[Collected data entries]
*** Block opens ***

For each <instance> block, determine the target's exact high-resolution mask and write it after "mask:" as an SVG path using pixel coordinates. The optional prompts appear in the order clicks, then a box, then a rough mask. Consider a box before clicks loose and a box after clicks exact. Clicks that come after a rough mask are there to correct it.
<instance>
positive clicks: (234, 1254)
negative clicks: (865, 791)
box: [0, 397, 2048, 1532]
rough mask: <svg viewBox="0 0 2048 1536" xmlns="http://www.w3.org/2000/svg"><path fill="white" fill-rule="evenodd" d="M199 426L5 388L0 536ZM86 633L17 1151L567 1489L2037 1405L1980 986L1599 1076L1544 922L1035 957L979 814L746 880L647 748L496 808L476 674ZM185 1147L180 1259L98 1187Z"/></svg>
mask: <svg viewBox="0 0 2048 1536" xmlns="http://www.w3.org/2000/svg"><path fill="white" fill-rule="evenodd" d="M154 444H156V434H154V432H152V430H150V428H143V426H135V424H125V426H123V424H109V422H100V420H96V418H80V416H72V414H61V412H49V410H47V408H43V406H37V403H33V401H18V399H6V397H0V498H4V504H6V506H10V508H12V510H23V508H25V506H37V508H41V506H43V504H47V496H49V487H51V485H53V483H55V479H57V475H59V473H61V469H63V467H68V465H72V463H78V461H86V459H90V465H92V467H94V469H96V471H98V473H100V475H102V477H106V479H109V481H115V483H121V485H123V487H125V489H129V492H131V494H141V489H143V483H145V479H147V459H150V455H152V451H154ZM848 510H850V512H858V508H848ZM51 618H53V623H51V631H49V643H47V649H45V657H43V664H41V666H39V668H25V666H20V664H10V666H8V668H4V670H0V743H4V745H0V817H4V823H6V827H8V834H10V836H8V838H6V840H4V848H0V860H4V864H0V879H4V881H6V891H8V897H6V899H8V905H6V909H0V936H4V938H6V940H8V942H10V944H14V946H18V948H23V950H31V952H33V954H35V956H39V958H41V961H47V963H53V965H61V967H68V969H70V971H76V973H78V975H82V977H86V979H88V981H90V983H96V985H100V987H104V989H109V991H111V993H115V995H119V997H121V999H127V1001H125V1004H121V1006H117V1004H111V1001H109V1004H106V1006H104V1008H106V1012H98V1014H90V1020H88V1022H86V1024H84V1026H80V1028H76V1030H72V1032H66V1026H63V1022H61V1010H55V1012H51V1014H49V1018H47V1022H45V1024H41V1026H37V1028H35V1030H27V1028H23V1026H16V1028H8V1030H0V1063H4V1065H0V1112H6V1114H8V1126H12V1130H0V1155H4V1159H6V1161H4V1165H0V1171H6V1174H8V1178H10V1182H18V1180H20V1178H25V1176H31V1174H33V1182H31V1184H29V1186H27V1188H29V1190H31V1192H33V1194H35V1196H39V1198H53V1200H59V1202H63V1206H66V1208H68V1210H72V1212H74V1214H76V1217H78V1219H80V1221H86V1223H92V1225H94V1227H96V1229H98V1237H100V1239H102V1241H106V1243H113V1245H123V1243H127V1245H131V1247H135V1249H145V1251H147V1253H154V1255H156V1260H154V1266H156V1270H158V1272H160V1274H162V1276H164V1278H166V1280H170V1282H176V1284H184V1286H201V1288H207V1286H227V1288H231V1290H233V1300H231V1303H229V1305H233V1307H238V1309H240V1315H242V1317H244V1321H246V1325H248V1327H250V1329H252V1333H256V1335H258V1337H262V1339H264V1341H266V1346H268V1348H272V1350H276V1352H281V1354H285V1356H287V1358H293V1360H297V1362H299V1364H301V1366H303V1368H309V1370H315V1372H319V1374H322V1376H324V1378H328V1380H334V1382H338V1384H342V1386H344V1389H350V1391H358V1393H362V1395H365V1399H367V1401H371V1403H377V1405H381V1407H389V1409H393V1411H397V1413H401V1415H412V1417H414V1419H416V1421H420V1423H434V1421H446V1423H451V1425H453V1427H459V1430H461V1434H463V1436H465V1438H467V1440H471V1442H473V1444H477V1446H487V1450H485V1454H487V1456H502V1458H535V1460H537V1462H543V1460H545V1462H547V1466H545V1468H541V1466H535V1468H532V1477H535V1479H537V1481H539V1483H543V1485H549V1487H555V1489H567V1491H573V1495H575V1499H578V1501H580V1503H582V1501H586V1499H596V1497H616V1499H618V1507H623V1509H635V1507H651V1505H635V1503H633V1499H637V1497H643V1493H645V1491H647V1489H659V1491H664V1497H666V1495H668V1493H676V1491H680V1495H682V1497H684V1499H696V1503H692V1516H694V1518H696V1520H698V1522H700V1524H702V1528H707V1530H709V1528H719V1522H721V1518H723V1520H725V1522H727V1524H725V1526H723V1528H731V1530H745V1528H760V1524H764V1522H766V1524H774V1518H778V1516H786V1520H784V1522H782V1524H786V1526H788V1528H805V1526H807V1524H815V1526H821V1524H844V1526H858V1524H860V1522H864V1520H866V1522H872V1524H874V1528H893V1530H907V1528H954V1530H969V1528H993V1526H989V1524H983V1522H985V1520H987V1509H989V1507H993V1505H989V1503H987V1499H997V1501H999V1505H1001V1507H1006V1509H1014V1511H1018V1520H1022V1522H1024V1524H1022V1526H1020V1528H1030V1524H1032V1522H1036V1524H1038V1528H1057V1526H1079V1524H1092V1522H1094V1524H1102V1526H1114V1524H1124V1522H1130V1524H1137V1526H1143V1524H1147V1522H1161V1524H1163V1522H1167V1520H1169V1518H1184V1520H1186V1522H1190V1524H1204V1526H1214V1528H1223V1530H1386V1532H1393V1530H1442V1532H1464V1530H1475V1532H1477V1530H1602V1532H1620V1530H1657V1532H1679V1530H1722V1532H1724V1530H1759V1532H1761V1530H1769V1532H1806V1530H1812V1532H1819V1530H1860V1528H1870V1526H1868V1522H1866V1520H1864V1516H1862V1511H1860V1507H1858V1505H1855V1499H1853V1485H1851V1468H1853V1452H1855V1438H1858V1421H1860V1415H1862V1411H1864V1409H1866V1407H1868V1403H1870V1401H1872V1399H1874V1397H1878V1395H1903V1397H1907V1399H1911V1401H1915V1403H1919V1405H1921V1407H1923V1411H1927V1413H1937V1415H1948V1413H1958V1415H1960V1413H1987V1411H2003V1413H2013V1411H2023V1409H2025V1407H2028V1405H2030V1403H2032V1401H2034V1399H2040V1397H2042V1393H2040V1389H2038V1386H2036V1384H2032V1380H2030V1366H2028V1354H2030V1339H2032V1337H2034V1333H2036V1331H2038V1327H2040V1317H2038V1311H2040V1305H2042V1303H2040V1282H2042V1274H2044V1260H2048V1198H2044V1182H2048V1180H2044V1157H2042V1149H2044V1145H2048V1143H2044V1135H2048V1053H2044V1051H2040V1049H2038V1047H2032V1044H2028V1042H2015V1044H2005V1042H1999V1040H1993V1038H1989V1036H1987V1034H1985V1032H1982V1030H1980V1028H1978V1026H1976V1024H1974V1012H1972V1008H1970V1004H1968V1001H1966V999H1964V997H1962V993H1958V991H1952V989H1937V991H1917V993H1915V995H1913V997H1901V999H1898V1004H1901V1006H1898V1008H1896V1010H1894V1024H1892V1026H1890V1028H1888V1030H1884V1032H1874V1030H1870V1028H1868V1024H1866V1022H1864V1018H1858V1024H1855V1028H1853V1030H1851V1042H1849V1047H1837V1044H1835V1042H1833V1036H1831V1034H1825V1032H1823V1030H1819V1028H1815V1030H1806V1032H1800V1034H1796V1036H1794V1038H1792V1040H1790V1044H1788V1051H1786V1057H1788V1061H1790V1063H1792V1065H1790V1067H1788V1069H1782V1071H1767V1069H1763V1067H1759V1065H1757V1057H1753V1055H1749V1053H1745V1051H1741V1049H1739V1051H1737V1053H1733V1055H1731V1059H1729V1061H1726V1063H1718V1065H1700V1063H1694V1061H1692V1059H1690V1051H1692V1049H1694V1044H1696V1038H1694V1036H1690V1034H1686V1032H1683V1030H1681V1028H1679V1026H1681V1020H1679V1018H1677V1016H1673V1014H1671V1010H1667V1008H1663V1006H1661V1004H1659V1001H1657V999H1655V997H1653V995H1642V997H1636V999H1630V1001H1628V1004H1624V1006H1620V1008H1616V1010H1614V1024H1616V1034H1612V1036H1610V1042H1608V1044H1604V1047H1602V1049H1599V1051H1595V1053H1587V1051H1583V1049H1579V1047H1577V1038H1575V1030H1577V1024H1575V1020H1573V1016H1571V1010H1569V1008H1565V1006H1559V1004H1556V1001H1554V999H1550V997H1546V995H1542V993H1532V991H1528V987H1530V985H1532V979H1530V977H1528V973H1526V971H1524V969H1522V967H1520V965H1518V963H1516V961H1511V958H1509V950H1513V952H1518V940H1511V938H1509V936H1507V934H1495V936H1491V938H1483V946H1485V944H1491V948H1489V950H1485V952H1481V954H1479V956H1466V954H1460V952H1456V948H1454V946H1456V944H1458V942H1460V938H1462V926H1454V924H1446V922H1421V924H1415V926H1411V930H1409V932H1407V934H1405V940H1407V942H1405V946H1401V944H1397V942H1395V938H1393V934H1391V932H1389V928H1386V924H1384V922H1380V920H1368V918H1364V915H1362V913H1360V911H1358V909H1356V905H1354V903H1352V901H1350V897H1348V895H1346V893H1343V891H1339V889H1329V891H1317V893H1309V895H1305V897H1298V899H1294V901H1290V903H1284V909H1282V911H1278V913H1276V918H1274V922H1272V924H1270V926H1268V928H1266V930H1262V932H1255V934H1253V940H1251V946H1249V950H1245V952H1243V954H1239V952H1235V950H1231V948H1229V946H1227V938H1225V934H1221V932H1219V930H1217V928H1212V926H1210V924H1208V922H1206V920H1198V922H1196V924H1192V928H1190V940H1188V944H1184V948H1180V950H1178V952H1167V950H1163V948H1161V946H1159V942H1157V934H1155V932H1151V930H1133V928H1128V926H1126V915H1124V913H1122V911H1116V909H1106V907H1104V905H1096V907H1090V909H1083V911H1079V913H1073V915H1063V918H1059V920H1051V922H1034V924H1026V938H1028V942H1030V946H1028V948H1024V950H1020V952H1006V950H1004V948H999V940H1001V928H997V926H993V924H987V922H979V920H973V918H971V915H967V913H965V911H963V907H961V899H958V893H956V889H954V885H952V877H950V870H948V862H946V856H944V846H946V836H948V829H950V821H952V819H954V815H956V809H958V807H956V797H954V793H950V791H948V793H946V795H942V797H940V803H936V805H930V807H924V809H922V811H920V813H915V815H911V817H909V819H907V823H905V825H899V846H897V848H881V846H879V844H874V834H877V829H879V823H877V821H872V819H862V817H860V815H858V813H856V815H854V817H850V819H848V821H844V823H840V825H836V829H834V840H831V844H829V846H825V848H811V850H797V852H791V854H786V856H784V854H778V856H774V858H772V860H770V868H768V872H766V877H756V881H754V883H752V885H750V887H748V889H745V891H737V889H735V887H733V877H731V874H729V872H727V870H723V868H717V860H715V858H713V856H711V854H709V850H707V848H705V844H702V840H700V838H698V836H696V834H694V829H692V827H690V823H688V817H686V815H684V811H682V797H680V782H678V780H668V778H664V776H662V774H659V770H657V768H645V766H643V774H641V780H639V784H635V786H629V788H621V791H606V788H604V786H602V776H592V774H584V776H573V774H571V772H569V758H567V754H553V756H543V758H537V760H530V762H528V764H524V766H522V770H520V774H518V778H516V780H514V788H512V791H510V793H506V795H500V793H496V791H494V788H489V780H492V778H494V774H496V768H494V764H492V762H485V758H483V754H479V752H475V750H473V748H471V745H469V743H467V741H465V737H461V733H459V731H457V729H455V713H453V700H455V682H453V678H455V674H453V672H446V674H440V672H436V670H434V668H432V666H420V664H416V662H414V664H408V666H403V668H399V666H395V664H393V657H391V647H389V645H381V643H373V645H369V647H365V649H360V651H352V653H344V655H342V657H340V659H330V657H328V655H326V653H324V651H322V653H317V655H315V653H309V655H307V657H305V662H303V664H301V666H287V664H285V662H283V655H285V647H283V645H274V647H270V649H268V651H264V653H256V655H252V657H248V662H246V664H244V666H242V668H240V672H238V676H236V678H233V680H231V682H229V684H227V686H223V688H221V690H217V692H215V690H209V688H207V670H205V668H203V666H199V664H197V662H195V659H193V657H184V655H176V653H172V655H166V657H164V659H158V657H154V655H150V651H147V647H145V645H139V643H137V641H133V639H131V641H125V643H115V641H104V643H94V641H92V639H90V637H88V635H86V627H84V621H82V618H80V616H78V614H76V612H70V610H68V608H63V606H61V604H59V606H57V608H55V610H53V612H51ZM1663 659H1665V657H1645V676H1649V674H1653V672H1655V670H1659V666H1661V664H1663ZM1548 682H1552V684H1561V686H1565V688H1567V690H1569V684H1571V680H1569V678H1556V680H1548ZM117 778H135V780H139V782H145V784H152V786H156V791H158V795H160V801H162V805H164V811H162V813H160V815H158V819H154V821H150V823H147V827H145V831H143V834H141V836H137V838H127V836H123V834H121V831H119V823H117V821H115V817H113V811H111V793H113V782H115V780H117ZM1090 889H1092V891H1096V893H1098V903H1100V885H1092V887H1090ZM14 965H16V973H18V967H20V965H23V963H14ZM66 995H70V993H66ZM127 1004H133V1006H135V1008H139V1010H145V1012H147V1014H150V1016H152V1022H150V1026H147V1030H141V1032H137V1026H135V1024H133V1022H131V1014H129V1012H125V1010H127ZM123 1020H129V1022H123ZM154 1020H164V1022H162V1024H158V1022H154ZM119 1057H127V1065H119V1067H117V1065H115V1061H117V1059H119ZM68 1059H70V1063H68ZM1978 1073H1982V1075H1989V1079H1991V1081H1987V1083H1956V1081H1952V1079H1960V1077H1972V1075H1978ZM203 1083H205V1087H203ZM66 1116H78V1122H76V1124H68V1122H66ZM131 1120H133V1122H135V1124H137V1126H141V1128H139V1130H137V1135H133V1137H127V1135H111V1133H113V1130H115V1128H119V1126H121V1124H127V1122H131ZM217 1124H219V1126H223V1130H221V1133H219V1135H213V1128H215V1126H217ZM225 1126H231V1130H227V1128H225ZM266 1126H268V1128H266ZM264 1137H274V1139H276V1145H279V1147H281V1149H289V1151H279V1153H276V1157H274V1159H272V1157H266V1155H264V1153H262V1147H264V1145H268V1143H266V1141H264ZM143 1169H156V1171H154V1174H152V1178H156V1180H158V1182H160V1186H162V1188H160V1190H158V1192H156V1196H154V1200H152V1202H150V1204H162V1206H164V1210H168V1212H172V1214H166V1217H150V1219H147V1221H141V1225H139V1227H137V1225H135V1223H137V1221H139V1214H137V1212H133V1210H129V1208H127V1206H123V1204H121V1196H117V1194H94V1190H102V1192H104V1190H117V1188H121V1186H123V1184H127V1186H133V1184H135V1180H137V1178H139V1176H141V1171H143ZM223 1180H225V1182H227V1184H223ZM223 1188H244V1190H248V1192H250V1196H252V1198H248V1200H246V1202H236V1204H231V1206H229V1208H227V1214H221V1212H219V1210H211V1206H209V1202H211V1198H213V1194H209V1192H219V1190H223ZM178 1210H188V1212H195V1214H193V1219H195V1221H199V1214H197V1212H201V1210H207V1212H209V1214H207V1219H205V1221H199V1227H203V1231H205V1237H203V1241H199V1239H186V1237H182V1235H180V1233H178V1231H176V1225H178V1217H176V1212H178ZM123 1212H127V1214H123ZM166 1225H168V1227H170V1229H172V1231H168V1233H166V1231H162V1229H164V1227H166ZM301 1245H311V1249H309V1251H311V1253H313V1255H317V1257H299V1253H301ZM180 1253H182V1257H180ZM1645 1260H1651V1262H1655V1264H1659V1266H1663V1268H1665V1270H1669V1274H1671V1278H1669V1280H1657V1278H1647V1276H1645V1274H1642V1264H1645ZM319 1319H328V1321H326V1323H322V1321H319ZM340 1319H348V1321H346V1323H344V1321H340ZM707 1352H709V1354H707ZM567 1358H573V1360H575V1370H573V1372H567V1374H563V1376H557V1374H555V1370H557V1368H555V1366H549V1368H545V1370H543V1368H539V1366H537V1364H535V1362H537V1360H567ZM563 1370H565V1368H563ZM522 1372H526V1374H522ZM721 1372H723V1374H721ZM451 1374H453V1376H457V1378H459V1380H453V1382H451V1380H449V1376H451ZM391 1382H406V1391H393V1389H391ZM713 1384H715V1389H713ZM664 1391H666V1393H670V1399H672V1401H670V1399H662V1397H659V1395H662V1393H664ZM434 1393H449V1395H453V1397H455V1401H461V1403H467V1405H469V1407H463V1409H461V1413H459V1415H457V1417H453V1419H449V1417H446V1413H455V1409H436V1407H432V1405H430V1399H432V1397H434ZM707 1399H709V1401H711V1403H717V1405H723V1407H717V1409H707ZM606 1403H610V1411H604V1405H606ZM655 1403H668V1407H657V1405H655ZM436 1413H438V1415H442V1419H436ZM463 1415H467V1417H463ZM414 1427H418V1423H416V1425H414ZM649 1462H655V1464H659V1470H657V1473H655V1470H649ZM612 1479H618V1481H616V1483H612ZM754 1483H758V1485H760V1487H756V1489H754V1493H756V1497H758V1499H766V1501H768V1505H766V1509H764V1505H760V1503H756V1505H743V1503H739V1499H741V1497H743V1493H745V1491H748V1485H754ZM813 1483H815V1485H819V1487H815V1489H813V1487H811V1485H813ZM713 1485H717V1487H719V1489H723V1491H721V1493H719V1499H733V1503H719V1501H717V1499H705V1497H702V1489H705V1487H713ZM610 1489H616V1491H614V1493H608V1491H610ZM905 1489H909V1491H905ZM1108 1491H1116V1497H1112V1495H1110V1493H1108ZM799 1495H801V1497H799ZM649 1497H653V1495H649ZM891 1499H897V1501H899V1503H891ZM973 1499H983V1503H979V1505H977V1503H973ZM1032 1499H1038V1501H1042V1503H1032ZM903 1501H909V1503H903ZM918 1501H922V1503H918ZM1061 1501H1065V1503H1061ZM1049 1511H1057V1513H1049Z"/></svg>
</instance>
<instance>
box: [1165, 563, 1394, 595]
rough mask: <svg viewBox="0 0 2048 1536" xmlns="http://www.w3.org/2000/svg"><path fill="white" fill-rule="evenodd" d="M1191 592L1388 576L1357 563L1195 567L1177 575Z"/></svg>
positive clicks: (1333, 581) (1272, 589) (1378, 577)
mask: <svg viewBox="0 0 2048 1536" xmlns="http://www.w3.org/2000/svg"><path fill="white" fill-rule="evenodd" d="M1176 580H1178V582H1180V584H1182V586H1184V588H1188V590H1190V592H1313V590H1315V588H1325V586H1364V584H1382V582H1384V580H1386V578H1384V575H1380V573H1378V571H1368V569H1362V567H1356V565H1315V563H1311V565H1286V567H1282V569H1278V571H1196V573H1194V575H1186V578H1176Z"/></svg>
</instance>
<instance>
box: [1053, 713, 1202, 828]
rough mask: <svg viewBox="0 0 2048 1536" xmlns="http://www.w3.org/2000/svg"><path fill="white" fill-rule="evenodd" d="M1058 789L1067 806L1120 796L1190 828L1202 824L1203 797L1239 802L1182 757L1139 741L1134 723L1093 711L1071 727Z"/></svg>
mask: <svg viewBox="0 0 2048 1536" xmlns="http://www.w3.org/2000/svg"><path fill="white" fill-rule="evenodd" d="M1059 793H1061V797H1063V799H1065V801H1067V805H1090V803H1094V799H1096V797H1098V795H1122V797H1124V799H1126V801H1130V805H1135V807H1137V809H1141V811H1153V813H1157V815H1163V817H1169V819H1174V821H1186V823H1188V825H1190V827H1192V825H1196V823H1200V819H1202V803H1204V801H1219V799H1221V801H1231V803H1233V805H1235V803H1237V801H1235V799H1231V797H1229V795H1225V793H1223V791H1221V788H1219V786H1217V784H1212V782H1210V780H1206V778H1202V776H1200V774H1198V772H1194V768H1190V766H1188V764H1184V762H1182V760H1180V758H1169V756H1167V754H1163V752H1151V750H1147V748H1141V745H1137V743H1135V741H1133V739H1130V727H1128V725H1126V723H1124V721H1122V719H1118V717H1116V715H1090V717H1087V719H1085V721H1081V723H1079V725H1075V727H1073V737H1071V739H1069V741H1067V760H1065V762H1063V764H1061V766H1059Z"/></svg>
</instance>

*** Block closes ***

■ TASK BRIEF ■
Search the data for the word "positive" and copy each line where it appears.

■ EXERCISE SOLUTION ■
positive clicks: (234, 1254)
positive clicks: (1333, 581) (1272, 589) (1378, 577)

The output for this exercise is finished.